**Problem details**
Please count the lines of the data that contain "leafy" and state only the total.

** Opening Task data block **

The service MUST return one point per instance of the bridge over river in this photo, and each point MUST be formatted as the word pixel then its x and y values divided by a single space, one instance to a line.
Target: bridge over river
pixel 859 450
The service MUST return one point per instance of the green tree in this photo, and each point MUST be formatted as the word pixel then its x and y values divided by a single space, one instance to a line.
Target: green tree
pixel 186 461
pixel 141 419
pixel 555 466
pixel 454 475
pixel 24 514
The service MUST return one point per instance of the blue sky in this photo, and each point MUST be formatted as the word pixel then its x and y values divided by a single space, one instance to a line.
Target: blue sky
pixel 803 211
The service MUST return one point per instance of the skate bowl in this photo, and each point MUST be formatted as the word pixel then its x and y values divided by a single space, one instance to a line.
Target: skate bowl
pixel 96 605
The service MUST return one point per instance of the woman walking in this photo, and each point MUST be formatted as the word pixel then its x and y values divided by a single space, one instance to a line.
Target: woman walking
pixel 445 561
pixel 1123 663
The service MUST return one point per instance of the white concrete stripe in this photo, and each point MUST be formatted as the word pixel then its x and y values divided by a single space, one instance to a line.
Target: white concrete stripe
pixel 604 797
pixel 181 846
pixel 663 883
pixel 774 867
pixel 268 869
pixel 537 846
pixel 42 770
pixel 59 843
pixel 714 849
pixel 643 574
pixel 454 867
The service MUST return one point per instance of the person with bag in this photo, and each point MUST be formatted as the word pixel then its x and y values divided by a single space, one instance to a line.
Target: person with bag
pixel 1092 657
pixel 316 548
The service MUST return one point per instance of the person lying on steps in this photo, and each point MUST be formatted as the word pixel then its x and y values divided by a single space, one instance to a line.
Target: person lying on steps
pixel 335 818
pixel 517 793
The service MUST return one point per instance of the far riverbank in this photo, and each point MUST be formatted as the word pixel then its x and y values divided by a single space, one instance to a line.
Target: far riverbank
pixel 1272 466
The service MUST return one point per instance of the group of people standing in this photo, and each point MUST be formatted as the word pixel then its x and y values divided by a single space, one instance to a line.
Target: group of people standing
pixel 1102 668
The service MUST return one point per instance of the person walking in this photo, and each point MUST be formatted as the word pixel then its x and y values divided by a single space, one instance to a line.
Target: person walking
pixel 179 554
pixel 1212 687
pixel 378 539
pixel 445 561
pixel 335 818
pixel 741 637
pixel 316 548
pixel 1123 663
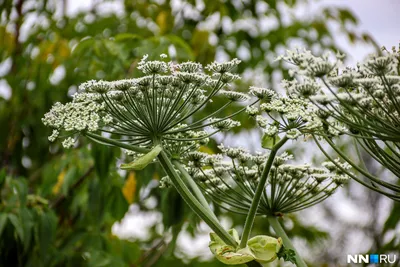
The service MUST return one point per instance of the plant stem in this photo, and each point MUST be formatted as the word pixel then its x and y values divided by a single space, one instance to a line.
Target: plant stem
pixel 192 184
pixel 259 190
pixel 112 142
pixel 273 221
pixel 194 204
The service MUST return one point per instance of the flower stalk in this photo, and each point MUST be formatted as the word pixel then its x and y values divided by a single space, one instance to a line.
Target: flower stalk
pixel 260 189
pixel 204 213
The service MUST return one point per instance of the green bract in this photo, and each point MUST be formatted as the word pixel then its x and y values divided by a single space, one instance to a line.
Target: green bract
pixel 259 248
pixel 142 162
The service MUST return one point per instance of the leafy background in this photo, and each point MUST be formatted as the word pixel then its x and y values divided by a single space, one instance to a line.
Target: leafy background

** Closing Task data block **

**Answer to this task**
2